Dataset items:
┄┄┄┄┄┄┄┄┄┄┄┄┄┄┄┄┄┄┄┄
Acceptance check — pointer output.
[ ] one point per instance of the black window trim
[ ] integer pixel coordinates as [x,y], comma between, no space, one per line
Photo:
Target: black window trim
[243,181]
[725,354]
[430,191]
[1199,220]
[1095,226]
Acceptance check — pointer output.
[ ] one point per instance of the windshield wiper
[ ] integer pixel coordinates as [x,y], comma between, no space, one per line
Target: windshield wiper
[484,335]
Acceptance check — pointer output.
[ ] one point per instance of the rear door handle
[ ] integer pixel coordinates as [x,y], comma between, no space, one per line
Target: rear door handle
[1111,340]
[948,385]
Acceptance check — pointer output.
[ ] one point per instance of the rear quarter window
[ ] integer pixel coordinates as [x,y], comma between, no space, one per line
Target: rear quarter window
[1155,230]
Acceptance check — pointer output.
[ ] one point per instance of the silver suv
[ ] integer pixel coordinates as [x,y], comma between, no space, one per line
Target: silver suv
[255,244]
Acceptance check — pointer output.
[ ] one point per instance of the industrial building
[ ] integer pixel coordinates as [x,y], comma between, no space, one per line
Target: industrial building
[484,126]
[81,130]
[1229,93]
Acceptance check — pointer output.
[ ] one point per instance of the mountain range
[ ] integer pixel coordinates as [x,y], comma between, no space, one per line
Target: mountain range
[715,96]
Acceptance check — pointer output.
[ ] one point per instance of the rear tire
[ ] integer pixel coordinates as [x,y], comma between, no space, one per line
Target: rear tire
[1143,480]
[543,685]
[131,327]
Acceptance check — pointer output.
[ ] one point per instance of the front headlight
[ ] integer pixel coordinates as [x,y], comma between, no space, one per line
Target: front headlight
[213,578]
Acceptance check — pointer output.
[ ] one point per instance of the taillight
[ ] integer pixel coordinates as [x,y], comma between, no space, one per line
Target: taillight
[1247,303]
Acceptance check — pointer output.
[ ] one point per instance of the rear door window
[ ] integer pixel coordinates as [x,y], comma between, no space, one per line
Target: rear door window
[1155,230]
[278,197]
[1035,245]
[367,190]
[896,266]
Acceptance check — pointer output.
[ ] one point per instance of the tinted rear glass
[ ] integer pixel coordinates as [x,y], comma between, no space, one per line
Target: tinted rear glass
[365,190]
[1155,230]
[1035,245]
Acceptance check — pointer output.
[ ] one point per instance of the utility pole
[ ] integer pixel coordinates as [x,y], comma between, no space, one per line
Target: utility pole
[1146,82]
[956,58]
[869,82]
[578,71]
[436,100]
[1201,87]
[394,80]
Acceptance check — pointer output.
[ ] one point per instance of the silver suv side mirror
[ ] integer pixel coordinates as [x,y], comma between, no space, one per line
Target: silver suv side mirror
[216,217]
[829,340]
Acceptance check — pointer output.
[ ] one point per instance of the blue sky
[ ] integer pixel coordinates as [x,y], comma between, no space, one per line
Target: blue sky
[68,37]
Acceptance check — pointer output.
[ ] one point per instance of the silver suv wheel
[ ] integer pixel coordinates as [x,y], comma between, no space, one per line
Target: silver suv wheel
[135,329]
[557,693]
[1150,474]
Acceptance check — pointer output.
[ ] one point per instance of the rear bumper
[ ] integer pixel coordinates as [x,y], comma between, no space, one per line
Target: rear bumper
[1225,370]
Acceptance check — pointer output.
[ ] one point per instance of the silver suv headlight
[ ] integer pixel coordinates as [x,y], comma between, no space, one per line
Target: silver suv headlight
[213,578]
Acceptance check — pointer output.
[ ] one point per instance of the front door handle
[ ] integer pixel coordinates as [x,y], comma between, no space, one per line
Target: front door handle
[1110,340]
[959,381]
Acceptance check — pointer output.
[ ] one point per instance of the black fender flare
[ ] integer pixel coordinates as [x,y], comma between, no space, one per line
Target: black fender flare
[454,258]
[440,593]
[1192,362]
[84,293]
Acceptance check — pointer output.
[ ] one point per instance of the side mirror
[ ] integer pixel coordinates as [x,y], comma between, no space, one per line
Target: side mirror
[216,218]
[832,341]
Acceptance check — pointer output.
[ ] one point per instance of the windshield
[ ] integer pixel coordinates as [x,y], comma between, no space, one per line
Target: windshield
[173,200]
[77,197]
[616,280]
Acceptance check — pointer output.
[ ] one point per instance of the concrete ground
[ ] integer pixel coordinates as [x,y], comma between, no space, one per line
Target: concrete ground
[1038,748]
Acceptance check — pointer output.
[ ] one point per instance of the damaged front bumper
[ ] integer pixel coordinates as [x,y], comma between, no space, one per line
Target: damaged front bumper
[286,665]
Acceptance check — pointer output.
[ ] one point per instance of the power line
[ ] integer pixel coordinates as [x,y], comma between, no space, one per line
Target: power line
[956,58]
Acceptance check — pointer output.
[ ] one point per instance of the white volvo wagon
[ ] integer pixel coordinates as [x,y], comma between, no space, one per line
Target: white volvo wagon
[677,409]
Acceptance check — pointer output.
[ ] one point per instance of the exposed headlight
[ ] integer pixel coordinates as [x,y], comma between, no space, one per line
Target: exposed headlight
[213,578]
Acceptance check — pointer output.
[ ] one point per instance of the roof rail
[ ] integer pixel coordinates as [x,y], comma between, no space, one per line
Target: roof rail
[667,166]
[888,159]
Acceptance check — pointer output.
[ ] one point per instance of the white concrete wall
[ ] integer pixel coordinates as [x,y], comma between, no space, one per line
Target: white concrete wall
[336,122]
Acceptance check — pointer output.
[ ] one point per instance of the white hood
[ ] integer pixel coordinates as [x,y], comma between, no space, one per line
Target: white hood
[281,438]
┄┄┄┄┄┄┄┄┄┄┄┄┄┄┄┄┄┄┄┄
**YOUR TASK:** Give back exactly the lines from the one containing "Target: power line" through the last line of the records.

**RESPONSE BOX:**
Target: power line
[956,58]
Acceptance check — pointer output.
[ ] one point per instance of the white volvo wagon
[ ] integer pixel coordinates as [x,y], comma between, no space, one per line
Target: white volvo wagon
[677,409]
Acceptance check — pointer output.
[ ] one point per instance of the exposed headlight
[ ] integer pixel coordinates as [x,y], comma between, no space, one per line
Target: exposed headlight
[213,578]
Acceptance check — pointer output.
[ ] one point per instance of the roof rail
[ ] integer pixel coordinates as [x,y], comma between, no space, one per line
Target: roof rail
[667,166]
[888,159]
Acceptance check — pointer output.
[ ] one point per instance of the white concrete wall
[ ] integer pixel coordinates as [x,y], comma between, no space, one per line
Target: white concrete wall
[336,122]
Acceptance check — pointer output.
[ ] one point per instance of the white hood
[ ] integer pixel coordinates as [x,y], comma between, no space, one per line
Target: white hood
[281,438]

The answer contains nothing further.